Pull out each line below that contains the string "gray", where uppercase and lowercase count as different.

* BEGIN SUPPLIED ENTRIES *

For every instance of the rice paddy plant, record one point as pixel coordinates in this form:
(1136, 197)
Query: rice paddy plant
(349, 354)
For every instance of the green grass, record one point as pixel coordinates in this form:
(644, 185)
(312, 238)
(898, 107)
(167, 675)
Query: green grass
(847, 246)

* END SUPPLIED ENTRIES *
* BEGIN SUPPLIED ENTRIES *

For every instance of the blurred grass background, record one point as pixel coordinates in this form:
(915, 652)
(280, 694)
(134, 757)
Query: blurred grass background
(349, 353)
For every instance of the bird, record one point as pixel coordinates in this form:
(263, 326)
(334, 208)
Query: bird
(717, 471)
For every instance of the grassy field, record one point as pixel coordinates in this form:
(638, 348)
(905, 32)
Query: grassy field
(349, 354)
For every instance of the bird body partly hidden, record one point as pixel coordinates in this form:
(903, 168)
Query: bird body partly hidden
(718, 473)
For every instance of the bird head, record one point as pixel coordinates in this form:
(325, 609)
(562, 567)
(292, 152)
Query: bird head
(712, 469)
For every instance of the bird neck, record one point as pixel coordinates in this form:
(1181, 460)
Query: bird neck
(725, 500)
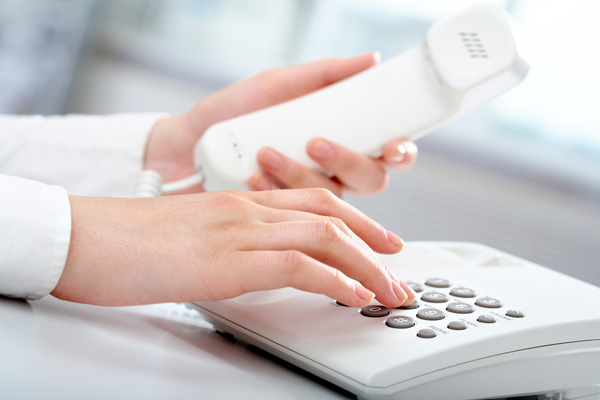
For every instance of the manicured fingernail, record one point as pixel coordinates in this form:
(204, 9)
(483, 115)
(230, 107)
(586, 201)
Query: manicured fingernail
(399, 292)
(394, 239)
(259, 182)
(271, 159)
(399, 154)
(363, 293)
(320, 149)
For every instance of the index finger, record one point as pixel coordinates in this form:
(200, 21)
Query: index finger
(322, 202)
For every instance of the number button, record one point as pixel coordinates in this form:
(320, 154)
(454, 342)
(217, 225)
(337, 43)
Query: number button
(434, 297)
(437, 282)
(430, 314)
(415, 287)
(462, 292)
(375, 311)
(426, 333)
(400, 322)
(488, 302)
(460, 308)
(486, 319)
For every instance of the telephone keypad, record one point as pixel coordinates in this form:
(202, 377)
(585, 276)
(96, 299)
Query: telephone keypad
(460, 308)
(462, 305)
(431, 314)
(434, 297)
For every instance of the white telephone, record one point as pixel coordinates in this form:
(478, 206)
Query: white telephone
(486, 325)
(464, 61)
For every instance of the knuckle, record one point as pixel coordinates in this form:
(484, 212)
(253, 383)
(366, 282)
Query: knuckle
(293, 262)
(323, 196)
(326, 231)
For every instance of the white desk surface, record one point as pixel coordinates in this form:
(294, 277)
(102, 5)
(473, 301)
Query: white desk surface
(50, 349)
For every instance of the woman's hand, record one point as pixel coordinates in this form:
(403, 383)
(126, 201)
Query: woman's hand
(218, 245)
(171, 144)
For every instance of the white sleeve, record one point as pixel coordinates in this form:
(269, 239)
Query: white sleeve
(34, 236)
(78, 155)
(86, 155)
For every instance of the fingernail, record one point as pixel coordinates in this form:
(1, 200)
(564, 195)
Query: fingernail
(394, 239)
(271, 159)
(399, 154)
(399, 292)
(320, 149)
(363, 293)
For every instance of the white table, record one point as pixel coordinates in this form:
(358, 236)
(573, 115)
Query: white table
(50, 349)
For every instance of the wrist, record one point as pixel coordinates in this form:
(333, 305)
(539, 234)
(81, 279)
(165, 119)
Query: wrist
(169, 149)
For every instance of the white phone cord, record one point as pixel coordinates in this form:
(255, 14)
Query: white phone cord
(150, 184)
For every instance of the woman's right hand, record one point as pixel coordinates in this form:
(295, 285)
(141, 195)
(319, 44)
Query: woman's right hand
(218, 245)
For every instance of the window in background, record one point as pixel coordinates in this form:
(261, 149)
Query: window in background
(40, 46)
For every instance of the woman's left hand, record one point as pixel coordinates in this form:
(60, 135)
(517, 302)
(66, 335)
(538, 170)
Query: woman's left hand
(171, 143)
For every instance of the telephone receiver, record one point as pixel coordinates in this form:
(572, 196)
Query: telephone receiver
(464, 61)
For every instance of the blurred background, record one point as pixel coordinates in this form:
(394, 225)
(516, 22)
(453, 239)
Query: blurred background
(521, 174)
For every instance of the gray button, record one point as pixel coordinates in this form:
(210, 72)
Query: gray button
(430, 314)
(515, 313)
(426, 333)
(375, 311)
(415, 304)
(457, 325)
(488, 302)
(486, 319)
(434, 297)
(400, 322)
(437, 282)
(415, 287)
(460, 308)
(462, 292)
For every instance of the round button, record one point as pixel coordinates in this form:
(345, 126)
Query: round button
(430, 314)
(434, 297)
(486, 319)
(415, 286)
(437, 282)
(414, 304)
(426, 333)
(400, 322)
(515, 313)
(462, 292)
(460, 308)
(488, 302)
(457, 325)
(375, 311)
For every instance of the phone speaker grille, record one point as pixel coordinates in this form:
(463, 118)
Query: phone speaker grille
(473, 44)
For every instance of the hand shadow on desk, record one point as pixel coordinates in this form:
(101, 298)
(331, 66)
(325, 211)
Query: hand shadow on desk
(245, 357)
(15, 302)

* END SUPPLIED ENTRIES *
* BEGIN SUPPLIED ENTRIES *

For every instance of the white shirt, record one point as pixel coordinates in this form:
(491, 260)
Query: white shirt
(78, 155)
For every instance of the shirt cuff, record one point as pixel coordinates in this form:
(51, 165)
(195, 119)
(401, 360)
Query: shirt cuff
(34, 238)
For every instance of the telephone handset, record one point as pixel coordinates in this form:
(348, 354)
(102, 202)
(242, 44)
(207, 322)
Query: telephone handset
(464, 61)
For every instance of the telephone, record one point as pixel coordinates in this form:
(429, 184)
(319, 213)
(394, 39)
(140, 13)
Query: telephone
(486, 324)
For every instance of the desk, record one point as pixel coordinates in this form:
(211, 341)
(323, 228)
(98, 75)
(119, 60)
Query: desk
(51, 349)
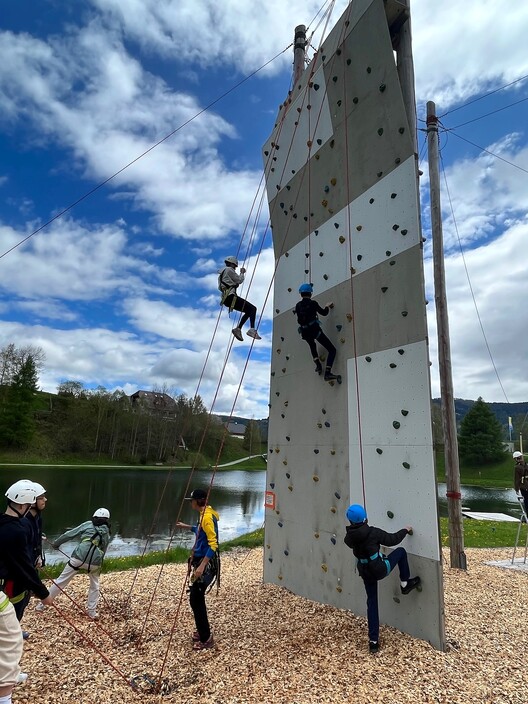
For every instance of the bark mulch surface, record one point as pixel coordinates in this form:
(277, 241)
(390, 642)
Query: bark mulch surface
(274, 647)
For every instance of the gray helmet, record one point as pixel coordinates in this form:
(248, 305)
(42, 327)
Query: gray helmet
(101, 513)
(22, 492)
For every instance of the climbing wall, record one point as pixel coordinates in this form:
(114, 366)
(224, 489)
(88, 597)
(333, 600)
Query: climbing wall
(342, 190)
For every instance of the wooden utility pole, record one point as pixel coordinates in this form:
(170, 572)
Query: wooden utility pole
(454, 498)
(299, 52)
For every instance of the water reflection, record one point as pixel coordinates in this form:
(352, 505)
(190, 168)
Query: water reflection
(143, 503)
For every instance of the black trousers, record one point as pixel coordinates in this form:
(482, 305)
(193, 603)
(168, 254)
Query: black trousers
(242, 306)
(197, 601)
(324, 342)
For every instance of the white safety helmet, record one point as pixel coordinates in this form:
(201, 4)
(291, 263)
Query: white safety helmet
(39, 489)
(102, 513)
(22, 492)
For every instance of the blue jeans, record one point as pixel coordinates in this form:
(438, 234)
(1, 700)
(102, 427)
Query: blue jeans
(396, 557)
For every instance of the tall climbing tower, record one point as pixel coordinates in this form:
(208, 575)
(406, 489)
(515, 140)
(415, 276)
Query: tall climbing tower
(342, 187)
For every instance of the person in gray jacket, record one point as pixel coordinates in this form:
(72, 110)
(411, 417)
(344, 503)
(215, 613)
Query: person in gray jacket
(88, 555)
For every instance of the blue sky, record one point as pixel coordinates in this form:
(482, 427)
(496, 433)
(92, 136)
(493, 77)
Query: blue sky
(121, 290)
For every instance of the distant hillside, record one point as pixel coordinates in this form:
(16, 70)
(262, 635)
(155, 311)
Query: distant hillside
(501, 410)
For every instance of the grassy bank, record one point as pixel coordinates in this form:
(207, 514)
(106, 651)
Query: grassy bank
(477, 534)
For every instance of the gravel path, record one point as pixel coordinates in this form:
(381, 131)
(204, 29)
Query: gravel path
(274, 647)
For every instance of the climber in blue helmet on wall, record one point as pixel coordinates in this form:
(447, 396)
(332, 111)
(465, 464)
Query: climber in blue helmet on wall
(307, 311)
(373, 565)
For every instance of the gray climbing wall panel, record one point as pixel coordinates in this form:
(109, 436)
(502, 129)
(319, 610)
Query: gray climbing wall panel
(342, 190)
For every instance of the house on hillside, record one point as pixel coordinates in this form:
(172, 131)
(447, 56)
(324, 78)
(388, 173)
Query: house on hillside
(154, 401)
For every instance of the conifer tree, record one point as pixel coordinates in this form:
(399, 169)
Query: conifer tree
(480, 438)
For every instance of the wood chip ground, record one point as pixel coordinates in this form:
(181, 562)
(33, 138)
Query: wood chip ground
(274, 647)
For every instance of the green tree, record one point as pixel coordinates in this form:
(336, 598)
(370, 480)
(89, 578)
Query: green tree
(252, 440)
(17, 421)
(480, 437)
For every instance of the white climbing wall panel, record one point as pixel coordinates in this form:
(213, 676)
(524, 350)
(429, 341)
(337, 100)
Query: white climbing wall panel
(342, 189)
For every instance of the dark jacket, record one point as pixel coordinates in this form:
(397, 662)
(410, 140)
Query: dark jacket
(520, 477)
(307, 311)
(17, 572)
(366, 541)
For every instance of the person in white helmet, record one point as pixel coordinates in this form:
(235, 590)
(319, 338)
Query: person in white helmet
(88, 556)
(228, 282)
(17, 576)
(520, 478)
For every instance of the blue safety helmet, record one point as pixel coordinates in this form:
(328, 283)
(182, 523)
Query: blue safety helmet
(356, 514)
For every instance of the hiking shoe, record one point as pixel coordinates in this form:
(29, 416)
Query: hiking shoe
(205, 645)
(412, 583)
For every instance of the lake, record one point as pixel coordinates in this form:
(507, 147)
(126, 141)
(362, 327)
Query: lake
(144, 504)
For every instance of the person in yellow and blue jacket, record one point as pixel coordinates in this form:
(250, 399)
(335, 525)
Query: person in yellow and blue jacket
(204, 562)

* END SUPPLIED ENTRIES *

EXERCISE RESULT:
For every instance of the gray button, record one point as pixel coordinates in this form:
Query: gray button
For every instance of the gray helmet, record one point as pixel coordinates in this form:
Query: gray helmet
For every instance of the person in gray jacket, record one point as pixel coordinates in this form:
Query: person in gray jacket
For every instance of the gray climbing wall panel, record one point as pixel coordinates in this form:
Query: gray climbing wall panel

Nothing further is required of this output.